- _Exercise goal_
Send back the entries below exactly as they appear.

- _Records for processing_

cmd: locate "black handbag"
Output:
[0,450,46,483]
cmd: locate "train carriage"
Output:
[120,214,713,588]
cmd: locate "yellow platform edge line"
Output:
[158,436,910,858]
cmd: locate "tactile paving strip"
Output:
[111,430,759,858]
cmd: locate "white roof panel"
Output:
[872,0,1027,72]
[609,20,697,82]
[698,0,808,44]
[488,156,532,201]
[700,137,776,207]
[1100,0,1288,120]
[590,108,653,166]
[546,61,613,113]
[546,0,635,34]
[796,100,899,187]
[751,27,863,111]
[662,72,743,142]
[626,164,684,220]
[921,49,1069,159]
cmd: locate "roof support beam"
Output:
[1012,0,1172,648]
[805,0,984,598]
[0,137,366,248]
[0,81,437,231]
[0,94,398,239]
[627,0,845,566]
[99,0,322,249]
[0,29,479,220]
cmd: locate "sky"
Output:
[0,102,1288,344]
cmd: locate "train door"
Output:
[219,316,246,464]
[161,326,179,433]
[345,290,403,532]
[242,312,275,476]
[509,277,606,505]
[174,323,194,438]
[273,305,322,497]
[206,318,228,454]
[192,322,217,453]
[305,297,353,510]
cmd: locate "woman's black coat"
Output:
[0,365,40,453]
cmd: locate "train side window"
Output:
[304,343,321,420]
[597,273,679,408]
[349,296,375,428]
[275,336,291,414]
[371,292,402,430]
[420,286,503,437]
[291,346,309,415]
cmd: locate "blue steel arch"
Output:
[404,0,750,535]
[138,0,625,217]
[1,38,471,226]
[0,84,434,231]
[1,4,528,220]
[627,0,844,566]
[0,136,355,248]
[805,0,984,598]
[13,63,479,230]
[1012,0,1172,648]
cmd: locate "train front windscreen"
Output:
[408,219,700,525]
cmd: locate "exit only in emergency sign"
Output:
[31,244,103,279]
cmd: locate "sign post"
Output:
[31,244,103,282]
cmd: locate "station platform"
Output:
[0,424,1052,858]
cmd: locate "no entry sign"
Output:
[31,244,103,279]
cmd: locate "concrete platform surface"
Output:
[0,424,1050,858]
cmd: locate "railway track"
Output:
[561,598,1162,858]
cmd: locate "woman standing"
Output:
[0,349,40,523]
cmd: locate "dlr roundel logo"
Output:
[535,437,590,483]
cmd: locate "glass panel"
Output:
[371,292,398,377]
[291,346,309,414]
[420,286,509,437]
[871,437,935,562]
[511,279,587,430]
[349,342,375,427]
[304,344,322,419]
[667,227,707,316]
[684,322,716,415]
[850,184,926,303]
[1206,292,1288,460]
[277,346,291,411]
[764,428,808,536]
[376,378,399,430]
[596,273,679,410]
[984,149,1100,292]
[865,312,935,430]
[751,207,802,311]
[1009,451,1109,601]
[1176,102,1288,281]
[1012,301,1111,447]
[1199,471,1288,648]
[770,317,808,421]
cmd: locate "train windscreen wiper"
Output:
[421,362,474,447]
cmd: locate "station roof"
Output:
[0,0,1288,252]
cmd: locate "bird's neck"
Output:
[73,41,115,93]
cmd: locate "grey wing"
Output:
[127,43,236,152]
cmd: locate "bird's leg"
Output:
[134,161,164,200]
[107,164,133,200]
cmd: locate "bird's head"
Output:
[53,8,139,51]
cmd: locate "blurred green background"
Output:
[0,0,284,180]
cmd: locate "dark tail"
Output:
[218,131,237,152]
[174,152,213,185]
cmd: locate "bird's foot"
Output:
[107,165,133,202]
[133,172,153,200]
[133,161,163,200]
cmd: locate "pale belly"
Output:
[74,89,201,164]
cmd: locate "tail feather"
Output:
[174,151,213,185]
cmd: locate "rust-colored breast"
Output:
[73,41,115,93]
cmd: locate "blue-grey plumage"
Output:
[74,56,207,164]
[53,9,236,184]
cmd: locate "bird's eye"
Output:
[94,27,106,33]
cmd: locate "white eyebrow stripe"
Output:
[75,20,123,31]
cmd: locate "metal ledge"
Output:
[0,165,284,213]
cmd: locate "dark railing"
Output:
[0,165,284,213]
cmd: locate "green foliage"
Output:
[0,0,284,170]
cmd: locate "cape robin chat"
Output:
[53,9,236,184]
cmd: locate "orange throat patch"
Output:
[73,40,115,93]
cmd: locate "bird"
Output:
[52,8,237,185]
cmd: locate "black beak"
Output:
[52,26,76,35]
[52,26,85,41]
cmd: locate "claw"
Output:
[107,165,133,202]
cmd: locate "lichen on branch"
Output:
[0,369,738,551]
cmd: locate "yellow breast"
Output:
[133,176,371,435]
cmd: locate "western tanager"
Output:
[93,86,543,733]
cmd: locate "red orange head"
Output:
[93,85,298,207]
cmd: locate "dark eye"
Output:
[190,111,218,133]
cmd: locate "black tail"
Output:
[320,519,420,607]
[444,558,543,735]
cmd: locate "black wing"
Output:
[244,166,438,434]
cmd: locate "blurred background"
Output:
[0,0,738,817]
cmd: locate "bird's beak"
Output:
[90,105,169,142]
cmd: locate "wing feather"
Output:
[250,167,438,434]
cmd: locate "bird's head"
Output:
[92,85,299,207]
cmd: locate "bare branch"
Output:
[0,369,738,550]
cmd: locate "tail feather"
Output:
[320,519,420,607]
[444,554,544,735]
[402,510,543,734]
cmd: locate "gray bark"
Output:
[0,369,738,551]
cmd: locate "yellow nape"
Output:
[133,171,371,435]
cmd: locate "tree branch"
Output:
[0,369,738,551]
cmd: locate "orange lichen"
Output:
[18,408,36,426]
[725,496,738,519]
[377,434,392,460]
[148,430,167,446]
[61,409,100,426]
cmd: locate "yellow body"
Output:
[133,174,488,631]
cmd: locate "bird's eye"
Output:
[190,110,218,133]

- _In response_
cmd: locate "black handbag"
Output:
[0,450,46,483]
cmd: locate "train carriage"
Output:
[120,214,713,588]
cmd: locate "yellow platform edge line"
Output:
[158,436,910,858]
cmd: locate "tactile paving strip"
Output:
[111,430,759,858]
cmd: locate "white roof panel"
Output:
[872,0,1027,72]
[609,20,697,82]
[698,0,808,44]
[488,156,532,201]
[700,137,776,207]
[1100,0,1288,120]
[590,108,653,166]
[546,61,613,113]
[546,0,635,34]
[796,100,899,187]
[751,27,863,111]
[662,72,743,142]
[626,164,684,220]
[921,49,1069,159]
cmd: locate "roof support beam"
Output:
[1012,0,1172,648]
[805,0,984,598]
[0,137,366,248]
[0,81,437,231]
[0,94,398,239]
[627,0,845,566]
[99,0,322,249]
[0,29,479,220]
cmd: locate "sky"
Output:
[0,102,1288,344]
cmd: locate "train door"
Output:
[219,316,246,464]
[161,326,179,433]
[345,290,403,532]
[242,312,275,476]
[509,277,606,505]
[174,323,194,438]
[273,305,322,497]
[206,318,228,454]
[192,322,217,453]
[305,297,353,510]
cmd: locate "woman's black coat"
Output:
[0,365,40,453]
cmd: locate "train side window"
Output:
[304,343,321,420]
[597,273,679,408]
[349,296,375,428]
[275,336,291,414]
[371,292,402,430]
[420,286,503,437]
[291,346,309,415]
cmd: locate "blue steel arch"
Output:
[404,0,750,535]
[138,0,625,217]
[1,38,471,226]
[0,84,434,231]
[1,4,528,220]
[627,0,844,566]
[0,136,355,248]
[805,0,984,598]
[13,63,479,230]
[1012,0,1172,648]
cmd: locate "train front windscreen"
Output:
[408,219,700,525]
cmd: locate "exit only in emergency sign"
Output:
[31,244,103,279]
cmd: locate "sign post"
Output:
[31,244,103,282]
cmd: locate "station platform"
Output:
[0,424,1052,858]
cmd: locate "no entry sign"
Output:
[31,244,103,279]
cmd: locate "concrete platform surface"
Output:
[0,424,1050,858]
cmd: locate "railway track"
Output:
[561,598,1162,858]
cmd: locate "woman standing"
Output:
[0,349,40,523]
cmd: locate "dlr roundel logo"
Output:
[535,437,590,483]
cmd: locate "glass panel"
Output:
[371,292,398,377]
[291,346,309,414]
[420,286,509,437]
[871,437,935,562]
[511,279,587,430]
[349,342,375,427]
[304,344,322,419]
[667,227,707,316]
[684,322,716,415]
[850,184,926,303]
[1206,292,1288,460]
[277,346,291,411]
[764,428,808,536]
[376,378,399,430]
[596,273,679,410]
[984,149,1100,292]
[865,312,935,430]
[751,207,802,311]
[1009,451,1109,601]
[1176,102,1288,281]
[1012,301,1111,447]
[1199,471,1288,648]
[770,317,808,421]
cmd: locate "train windscreen wiper"
Output:
[421,362,474,447]
cmd: locate "station roof"
Output:
[0,0,1288,252]
cmd: locate "bird's neck"
Output:
[73,41,115,93]
cmd: locate "grey wing"
Output:
[127,43,236,152]
cmd: locate "bird's leg"
Output:
[134,161,164,200]
[107,164,133,200]
cmd: locate "bird's head"
Output:
[53,8,139,51]
cmd: locate "blurred green background"
Output:
[0,0,284,180]
cmd: locate "dark tail"
Output:
[218,131,237,152]
[174,152,213,185]
cmd: locate "bird's foot"
Output:
[107,165,133,202]
[133,172,153,200]
[133,161,163,200]
cmd: locate "pale belly"
Output:
[74,89,201,164]
cmd: locate "tail feather"
Output:
[174,151,213,185]
cmd: locate "rust-colored breast"
Output:
[73,41,115,93]
cmd: locate "blue-grey plumage"
Output:
[74,56,207,164]
[53,9,236,184]
cmd: locate "bird's eye"
Output:
[94,27,106,33]
cmd: locate "white eyebrow stripe"
Output:
[75,20,123,31]
cmd: locate "metal ledge"
Output:
[0,165,284,213]
cmd: locate "dark railing"
Output:
[0,165,284,213]
cmd: locate "green foliage"
Output:
[0,0,284,170]
cmd: locate "cape robin chat"
Output:
[53,9,236,184]
cmd: locate "orange throat patch"
Output:
[73,40,115,93]
cmd: locate "bird"
Output:
[52,8,237,185]
cmd: locate "black beak"
Output:
[52,26,76,35]
[52,26,85,41]
cmd: locate "claw"
Output:
[107,165,133,202]
cmd: locate "lichen on branch"
Output:
[0,369,738,551]
cmd: locate "yellow breast"
Output:
[133,176,371,435]
cmd: locate "western tanager"
Output:
[93,86,543,733]
cmd: locate "red orange head"
Output:
[93,85,298,207]
cmd: locate "dark eye"
Output:
[190,111,218,133]
cmd: locate "black tail"
Output:
[320,519,420,607]
[444,558,543,735]
cmd: locate "black wing"
Output:
[244,166,438,434]
cmd: locate "blurred background"
Output:
[0,0,738,817]
cmd: locate "bird's beak"
Output:
[90,105,169,142]
cmd: locate "wing feather"
Output:
[250,167,438,434]
cmd: locate "bird's head"
Output:
[92,85,299,207]
cmd: locate "bare branch"
Output:
[0,369,738,550]
cmd: locate "tail feather"
Output:
[320,519,420,607]
[444,554,544,735]
[402,510,543,734]
cmd: locate "gray bark"
Output:
[0,369,738,551]
cmd: locate "yellow nape"
Output:
[133,171,371,435]
cmd: locate "tree branch"
Output:
[0,369,738,551]
cmd: locate "orange lichen"
Output:
[18,408,36,426]
[725,496,738,519]
[377,434,392,460]
[148,430,167,446]
[61,409,100,426]
cmd: locate "yellow body"
Output:
[133,174,488,631]
cmd: locate "bird's eye"
Output:
[190,110,218,133]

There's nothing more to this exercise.